[OBJECTIVE]: Without the images, write out all of the following entries exactly.

[ENTRIES SUPPLIED]:
+ + +
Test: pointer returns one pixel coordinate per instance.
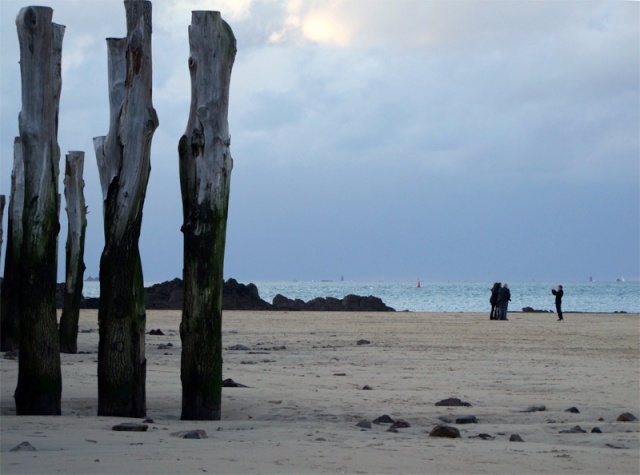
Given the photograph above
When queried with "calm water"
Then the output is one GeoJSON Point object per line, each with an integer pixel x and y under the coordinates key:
{"type": "Point", "coordinates": [457, 296]}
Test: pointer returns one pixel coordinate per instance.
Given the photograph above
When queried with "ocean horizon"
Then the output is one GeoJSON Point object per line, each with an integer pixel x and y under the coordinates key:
{"type": "Point", "coordinates": [454, 296]}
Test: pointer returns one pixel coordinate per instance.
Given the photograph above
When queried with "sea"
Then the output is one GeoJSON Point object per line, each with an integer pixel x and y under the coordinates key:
{"type": "Point", "coordinates": [455, 296]}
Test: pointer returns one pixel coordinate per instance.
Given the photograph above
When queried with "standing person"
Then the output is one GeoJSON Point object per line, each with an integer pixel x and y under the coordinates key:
{"type": "Point", "coordinates": [493, 301]}
{"type": "Point", "coordinates": [558, 293]}
{"type": "Point", "coordinates": [504, 296]}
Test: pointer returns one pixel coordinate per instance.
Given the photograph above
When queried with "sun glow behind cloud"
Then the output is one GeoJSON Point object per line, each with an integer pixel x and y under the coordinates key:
{"type": "Point", "coordinates": [318, 23]}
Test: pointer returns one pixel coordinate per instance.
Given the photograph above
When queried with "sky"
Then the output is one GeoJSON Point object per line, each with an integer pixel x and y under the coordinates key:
{"type": "Point", "coordinates": [379, 139]}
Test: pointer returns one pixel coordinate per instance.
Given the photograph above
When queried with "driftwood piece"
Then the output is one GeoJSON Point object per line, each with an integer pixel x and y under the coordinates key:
{"type": "Point", "coordinates": [9, 322]}
{"type": "Point", "coordinates": [39, 386]}
{"type": "Point", "coordinates": [124, 165]}
{"type": "Point", "coordinates": [205, 172]}
{"type": "Point", "coordinates": [74, 265]}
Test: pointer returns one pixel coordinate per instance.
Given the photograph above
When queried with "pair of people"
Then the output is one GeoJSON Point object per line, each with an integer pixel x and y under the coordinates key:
{"type": "Point", "coordinates": [500, 298]}
{"type": "Point", "coordinates": [558, 293]}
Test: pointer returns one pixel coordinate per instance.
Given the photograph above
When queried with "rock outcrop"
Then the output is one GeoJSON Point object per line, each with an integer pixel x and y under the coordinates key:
{"type": "Point", "coordinates": [236, 296]}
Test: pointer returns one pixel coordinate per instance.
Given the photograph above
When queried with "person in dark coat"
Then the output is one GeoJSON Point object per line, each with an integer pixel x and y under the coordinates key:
{"type": "Point", "coordinates": [493, 300]}
{"type": "Point", "coordinates": [558, 293]}
{"type": "Point", "coordinates": [504, 297]}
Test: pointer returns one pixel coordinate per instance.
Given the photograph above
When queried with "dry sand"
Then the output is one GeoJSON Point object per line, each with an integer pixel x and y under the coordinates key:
{"type": "Point", "coordinates": [306, 373]}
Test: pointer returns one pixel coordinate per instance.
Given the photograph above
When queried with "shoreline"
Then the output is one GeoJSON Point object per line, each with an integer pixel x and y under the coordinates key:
{"type": "Point", "coordinates": [306, 374]}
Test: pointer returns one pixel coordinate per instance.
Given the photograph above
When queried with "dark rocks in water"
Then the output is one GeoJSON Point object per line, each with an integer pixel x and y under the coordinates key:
{"type": "Point", "coordinates": [364, 424]}
{"type": "Point", "coordinates": [283, 303]}
{"type": "Point", "coordinates": [384, 419]}
{"type": "Point", "coordinates": [164, 296]}
{"type": "Point", "coordinates": [230, 383]}
{"type": "Point", "coordinates": [350, 303]}
{"type": "Point", "coordinates": [130, 427]}
{"type": "Point", "coordinates": [626, 417]}
{"type": "Point", "coordinates": [400, 424]}
{"type": "Point", "coordinates": [452, 402]}
{"type": "Point", "coordinates": [574, 430]}
{"type": "Point", "coordinates": [467, 420]}
{"type": "Point", "coordinates": [445, 431]}
{"type": "Point", "coordinates": [235, 296]}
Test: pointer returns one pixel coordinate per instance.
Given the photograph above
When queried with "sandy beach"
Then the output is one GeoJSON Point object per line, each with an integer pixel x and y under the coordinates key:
{"type": "Point", "coordinates": [306, 372]}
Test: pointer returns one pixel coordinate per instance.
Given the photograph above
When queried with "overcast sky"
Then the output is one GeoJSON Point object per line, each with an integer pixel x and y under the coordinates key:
{"type": "Point", "coordinates": [382, 140]}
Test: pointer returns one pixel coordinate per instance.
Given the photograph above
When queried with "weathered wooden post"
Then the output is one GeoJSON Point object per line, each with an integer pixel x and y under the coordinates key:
{"type": "Point", "coordinates": [2, 203]}
{"type": "Point", "coordinates": [124, 165]}
{"type": "Point", "coordinates": [9, 310]}
{"type": "Point", "coordinates": [205, 173]}
{"type": "Point", "coordinates": [39, 377]}
{"type": "Point", "coordinates": [76, 231]}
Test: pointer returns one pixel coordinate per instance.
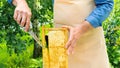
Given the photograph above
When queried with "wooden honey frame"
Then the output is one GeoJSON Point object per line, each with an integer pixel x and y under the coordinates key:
{"type": "Point", "coordinates": [54, 56]}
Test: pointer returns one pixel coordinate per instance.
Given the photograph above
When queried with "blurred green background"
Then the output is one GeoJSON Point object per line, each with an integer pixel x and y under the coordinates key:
{"type": "Point", "coordinates": [19, 50]}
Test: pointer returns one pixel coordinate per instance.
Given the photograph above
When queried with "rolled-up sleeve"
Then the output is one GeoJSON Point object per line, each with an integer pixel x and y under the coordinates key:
{"type": "Point", "coordinates": [9, 1]}
{"type": "Point", "coordinates": [100, 13]}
+ + +
[COMPLETE ANSWER]:
Test: pointer returns one pixel coordinate per instance.
Given the photograph above
When queried with "calm water"
Then the output is one GeoJSON Point object per line, each with an integer pixel x and y under the coordinates key:
{"type": "Point", "coordinates": [457, 296]}
Test: pointer returns one pixel coordinate per instance.
Given the photograph above
When queried with "ocean horizon"
Then the output is one GeoJSON Point object per line, each with an integer pixel x and y under the coordinates key:
{"type": "Point", "coordinates": [454, 296]}
Test: pointer returns one pixel coordinate per instance.
Given the photograph above
When queried with "sea"
Then the output is one GeoJSON Point object per line, each with an integer pixel x and y under the coordinates key:
{"type": "Point", "coordinates": [455, 296]}
Test: pointer returns one pixel coordinate per instance.
Given the photograph above
When queried with "standing person"
Then the output is one GeoJSON Point object per line, each with an integer pixel x and y under the coordinates key:
{"type": "Point", "coordinates": [493, 301]}
{"type": "Point", "coordinates": [558, 293]}
{"type": "Point", "coordinates": [504, 296]}
Test: pointer returns one pixel coordinate per instance.
Given the photograph above
When queried with "sun glow behind cloud"
Then the output is one GeoJSON Point object per line, each with an integer pixel x and y under the coordinates key:
{"type": "Point", "coordinates": [318, 23]}
Test: pointer returns one pixel coordinate per instance.
Given the photograph above
When queried with "sky"
Then the output is one GeoJSON Point object per line, each with an integer pixel x and y under the coordinates key:
{"type": "Point", "coordinates": [379, 139]}
Test: pointer returns one pixel coordinate per instance.
Given the photograph above
When queried with "driftwood piece"
Then the output is one GeoJSON Point object per line, each with an integer pixel x and y under the coordinates key:
{"type": "Point", "coordinates": [9, 322]}
{"type": "Point", "coordinates": [39, 386]}
{"type": "Point", "coordinates": [124, 165]}
{"type": "Point", "coordinates": [205, 172]}
{"type": "Point", "coordinates": [74, 265]}
Test: pointer returns one pixel coordinate per instance.
Given the photograph above
When queried with "pair of people"
Then the output is one GeoJSON Point object per line, each with an integer pixel x and y under the coordinates key:
{"type": "Point", "coordinates": [500, 298]}
{"type": "Point", "coordinates": [558, 293]}
Test: pointer returns one pixel coordinate per instance.
Given the photograph above
When queried with "rock outcrop"
Then the output is one GeoJSON Point object per line, each with an integer pixel x and y under the coordinates key:
{"type": "Point", "coordinates": [236, 296]}
Test: pointer returns one pixel coordinate per instance.
Given the photograph above
When queried with "person in dark coat"
Then the output is one GeoJSON Point object per line, each with an integer pixel x and y under the coordinates key:
{"type": "Point", "coordinates": [493, 300]}
{"type": "Point", "coordinates": [558, 293]}
{"type": "Point", "coordinates": [504, 297]}
Test: pointer returns one pixel coordinate per instance.
Given the photograph above
When queried with "dry sand"
Then the output is one GeoJSON Point object per line, each with an integer pixel x and y under the coordinates key:
{"type": "Point", "coordinates": [306, 373]}
Test: pointer returns one pixel coordinate per instance.
Given the photograph above
When queried with "shoreline"
Then the output is one GeoJSON Point object per line, each with an integer pixel x and y under the coordinates key:
{"type": "Point", "coordinates": [306, 374]}
Test: pointer returns one pixel coordinate per instance.
Given the photograph above
When queried with "dark rocks in water"
Then the output is one GeoJSON Point object per line, each with an integer pixel x and y under the coordinates key:
{"type": "Point", "coordinates": [364, 424]}
{"type": "Point", "coordinates": [283, 303]}
{"type": "Point", "coordinates": [384, 419]}
{"type": "Point", "coordinates": [164, 296]}
{"type": "Point", "coordinates": [230, 383]}
{"type": "Point", "coordinates": [350, 303]}
{"type": "Point", "coordinates": [130, 427]}
{"type": "Point", "coordinates": [626, 417]}
{"type": "Point", "coordinates": [400, 424]}
{"type": "Point", "coordinates": [452, 402]}
{"type": "Point", "coordinates": [574, 430]}
{"type": "Point", "coordinates": [467, 420]}
{"type": "Point", "coordinates": [445, 431]}
{"type": "Point", "coordinates": [235, 296]}
Test: pointer returns one pixel coordinate per instance.
Given the photograph above
When queried with "sandy beach"
Then the output is one GeoJSON Point object per line, each with an integer pixel x and y under the coordinates key:
{"type": "Point", "coordinates": [306, 372]}
Test: pointer returns one pixel coordinate per instance.
Given the photograph above
When queried with "overcast sky"
Then the output is one GeoJSON Point object per line, each with an integer pixel x and y under the coordinates key:
{"type": "Point", "coordinates": [382, 140]}
Test: pointer returns one pixel coordinate per instance.
Given the photograph above
When queried with "weathered wooden post"
Then the output is one GeoJSON Point object per line, each with an integer pixel x and y under the coordinates key:
{"type": "Point", "coordinates": [2, 203]}
{"type": "Point", "coordinates": [124, 165]}
{"type": "Point", "coordinates": [9, 310]}
{"type": "Point", "coordinates": [205, 173]}
{"type": "Point", "coordinates": [39, 377]}
{"type": "Point", "coordinates": [76, 231]}
Test: pointer returns one pixel coordinate per instance.
Given the photograph above
When queried with "wooden honey frame"
Then the output is one GeoJSON Point object per line, each with an integer pixel x and y under the coordinates key:
{"type": "Point", "coordinates": [54, 56]}
Test: pointer returns one pixel coordinate per instance.
Given the photograph above
When queried with "blurred green background"
Then the output is one GeoJSON Point object per line, each with an integer pixel x and y under the coordinates key:
{"type": "Point", "coordinates": [19, 50]}
Test: pointer returns one pixel coordinate per instance.
Given the photograph above
When queried with "rolled-up sleeve"
Then the output is one GeoJSON Point object per line, each with an integer pixel x and y under the coordinates key:
{"type": "Point", "coordinates": [9, 1]}
{"type": "Point", "coordinates": [100, 13]}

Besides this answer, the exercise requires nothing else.